> **Passage to read**
^^^^^^^^

It was probably during this early period of 1943 that a compass swinging station, or platform, was constructed on the northern side of the NE-SW runway near its central point. No record of the date of construction has been located. The platform was a circular concrete slab, 120 feet 6 inches (36.7 metres) in diameter with a compass rose inscribed on its surface. Aircraft were pushed onto the platform and aligned with each of the 16 main cardinal points of the compass, starting with north. Variations in aircraft compass bearings were noted and compass magnets were adjusted.

The RAAF resumed responsibility for the maintenance of the airfield in May 1944. The US withdrawal was signalled in June 1944 when the Charters Towers Airfield was classified as a 'reserve airdrome'. Most of the US facilities at the airfield were turned over to the RAAF in December 1944. The Department of Civil Aviation was advised by the Department of Air in January 1946 that the RAAF planned to retain responsibility for Charters Towers airfield in the post-war period. RAAF responsibility has long since lapsed and today the airfield is operated by the Charters Towers Regional Council.

^^^^^^^^

Reproduce the Charters Towers airfield passage word for word, from "It was probably" to "magnets were adjusted.". You won't need the records for this.

> **Excerpted records**
^^^^^^^^

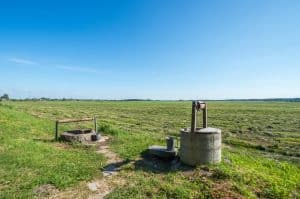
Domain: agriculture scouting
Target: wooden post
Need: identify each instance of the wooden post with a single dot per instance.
(194, 117)
(56, 130)
(205, 116)
(95, 124)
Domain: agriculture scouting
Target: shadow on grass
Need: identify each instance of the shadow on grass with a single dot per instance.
(154, 164)
(44, 140)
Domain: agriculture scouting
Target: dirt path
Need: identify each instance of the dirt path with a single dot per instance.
(101, 187)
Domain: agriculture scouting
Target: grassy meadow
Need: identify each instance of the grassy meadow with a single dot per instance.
(260, 157)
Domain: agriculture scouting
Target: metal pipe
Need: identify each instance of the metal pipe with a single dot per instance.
(194, 117)
(95, 124)
(56, 130)
(205, 116)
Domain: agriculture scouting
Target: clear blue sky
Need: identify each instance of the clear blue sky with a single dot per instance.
(158, 49)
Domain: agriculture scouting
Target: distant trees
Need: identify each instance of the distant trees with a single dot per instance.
(4, 97)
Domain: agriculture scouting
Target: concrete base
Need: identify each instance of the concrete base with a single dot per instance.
(84, 135)
(201, 147)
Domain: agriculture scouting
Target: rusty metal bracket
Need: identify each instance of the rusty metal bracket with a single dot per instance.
(198, 106)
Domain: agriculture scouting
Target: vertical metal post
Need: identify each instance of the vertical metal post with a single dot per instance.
(95, 124)
(205, 116)
(56, 130)
(194, 117)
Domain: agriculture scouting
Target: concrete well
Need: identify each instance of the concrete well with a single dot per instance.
(203, 146)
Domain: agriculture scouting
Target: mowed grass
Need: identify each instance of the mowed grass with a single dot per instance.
(29, 158)
(260, 153)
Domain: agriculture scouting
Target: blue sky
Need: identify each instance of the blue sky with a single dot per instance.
(158, 49)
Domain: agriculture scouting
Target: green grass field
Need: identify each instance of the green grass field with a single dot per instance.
(261, 149)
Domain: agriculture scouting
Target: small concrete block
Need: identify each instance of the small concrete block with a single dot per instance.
(92, 186)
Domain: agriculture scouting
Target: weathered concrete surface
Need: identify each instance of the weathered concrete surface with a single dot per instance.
(201, 147)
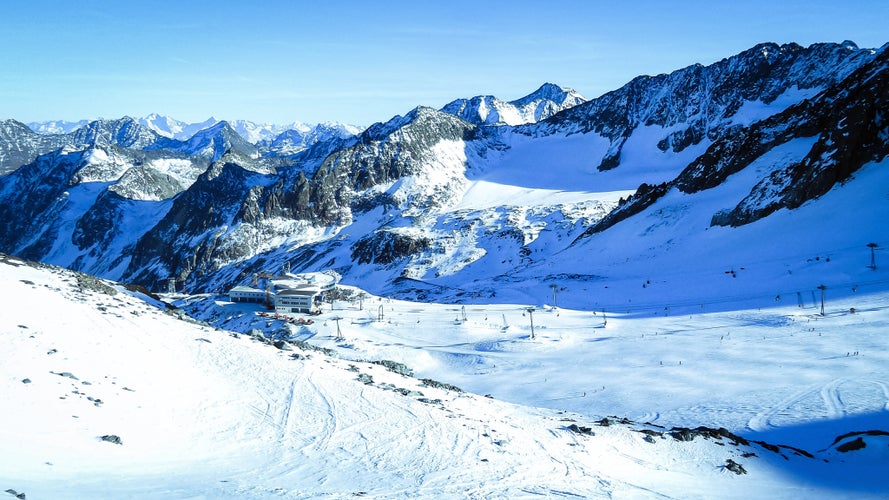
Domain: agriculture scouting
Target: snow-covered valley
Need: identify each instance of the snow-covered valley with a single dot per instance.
(678, 289)
(205, 412)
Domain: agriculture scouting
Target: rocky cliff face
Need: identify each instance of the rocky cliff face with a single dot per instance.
(704, 103)
(848, 121)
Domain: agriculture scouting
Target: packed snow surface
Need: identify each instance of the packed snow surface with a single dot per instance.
(108, 396)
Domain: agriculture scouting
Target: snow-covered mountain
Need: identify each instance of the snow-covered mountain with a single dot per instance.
(428, 204)
(299, 137)
(56, 126)
(544, 102)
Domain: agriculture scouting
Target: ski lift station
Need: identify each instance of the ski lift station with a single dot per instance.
(289, 293)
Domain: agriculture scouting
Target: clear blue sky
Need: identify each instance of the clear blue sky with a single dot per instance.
(364, 61)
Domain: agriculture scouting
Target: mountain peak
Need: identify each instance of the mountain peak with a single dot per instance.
(549, 91)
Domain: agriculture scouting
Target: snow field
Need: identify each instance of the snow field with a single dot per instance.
(203, 413)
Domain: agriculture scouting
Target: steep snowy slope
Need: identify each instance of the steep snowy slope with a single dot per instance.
(112, 397)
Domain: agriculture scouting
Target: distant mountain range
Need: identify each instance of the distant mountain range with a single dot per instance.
(175, 129)
(481, 198)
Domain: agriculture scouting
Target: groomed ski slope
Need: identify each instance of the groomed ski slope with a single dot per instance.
(202, 413)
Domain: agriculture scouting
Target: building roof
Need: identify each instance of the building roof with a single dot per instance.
(303, 292)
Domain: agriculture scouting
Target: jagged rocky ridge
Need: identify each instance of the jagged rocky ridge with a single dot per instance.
(387, 201)
(544, 102)
(852, 128)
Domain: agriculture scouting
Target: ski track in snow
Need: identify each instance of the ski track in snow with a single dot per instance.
(824, 401)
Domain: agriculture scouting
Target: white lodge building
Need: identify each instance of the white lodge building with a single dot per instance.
(246, 294)
(293, 293)
(296, 300)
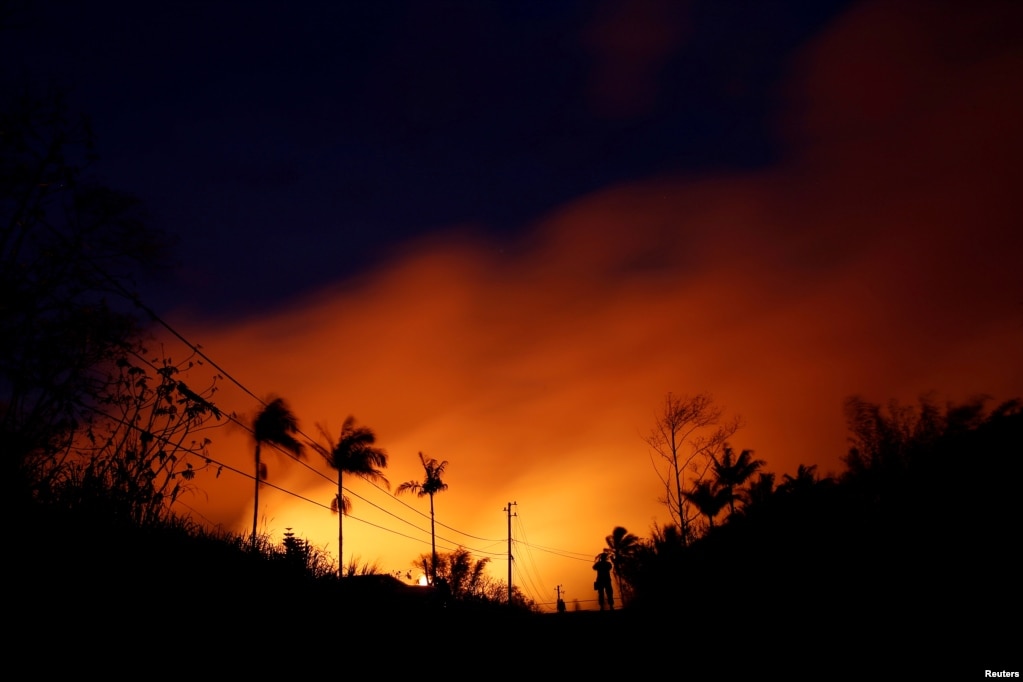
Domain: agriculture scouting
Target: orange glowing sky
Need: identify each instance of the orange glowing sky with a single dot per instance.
(881, 258)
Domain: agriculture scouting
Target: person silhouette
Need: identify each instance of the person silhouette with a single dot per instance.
(603, 583)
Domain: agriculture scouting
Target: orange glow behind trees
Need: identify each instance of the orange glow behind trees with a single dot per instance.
(880, 258)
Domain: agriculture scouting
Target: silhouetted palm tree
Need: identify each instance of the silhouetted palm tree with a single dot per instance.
(708, 499)
(624, 546)
(276, 425)
(759, 491)
(805, 479)
(431, 485)
(354, 452)
(731, 472)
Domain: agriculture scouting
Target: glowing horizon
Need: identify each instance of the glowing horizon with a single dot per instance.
(879, 258)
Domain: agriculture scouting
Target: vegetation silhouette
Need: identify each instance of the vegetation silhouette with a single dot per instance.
(276, 425)
(100, 436)
(623, 550)
(686, 435)
(431, 485)
(354, 452)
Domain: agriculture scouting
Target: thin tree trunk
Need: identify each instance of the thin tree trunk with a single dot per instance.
(341, 535)
(433, 543)
(256, 498)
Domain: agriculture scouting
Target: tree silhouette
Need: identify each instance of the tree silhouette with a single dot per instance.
(431, 485)
(731, 472)
(805, 479)
(685, 436)
(708, 499)
(354, 452)
(275, 424)
(624, 548)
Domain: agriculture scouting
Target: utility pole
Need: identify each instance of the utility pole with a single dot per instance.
(508, 510)
(561, 602)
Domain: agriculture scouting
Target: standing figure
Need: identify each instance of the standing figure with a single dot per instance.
(603, 582)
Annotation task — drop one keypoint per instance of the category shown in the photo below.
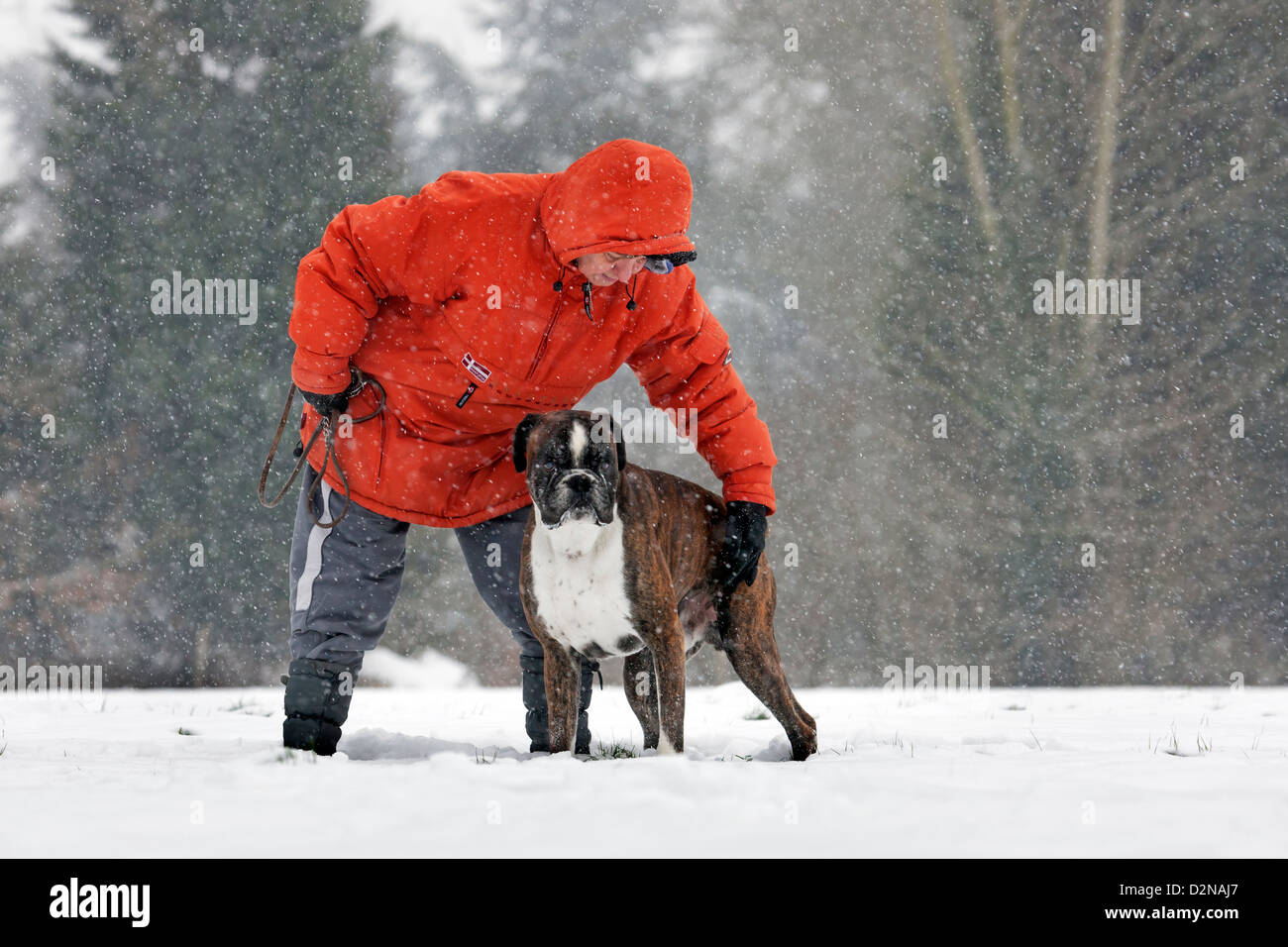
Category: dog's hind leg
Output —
(669, 660)
(640, 684)
(754, 655)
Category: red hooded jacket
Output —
(451, 292)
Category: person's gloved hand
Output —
(745, 540)
(326, 403)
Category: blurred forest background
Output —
(866, 294)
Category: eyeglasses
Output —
(661, 263)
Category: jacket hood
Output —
(623, 196)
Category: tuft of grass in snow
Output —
(617, 750)
(295, 757)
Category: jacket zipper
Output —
(541, 347)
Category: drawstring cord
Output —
(630, 291)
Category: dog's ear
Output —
(599, 421)
(520, 441)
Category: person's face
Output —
(604, 269)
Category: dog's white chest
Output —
(579, 579)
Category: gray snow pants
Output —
(344, 579)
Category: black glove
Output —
(745, 540)
(326, 403)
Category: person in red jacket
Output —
(481, 299)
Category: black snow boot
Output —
(317, 705)
(537, 722)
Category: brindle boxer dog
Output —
(617, 561)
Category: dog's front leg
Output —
(640, 684)
(669, 660)
(563, 677)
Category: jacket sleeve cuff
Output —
(320, 373)
(751, 484)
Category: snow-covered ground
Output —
(1113, 772)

^^^^^^^^

> **Output for this exercise**
It was probably during this early period of 1943 that a compass swinging station, or platform, was constructed on the northern side of the NE-SW runway near its central point. No record of the date of construction has been located. The platform was a circular concrete slab, 120 feet 6 inches (36.7 metres) in diameter with a compass rose inscribed on its surface. Aircraft were pushed onto the platform and aligned with each of the 16 main cardinal points of the compass, starting with north. Variations in aircraft compass bearings were noted and compass magnets were adjusted.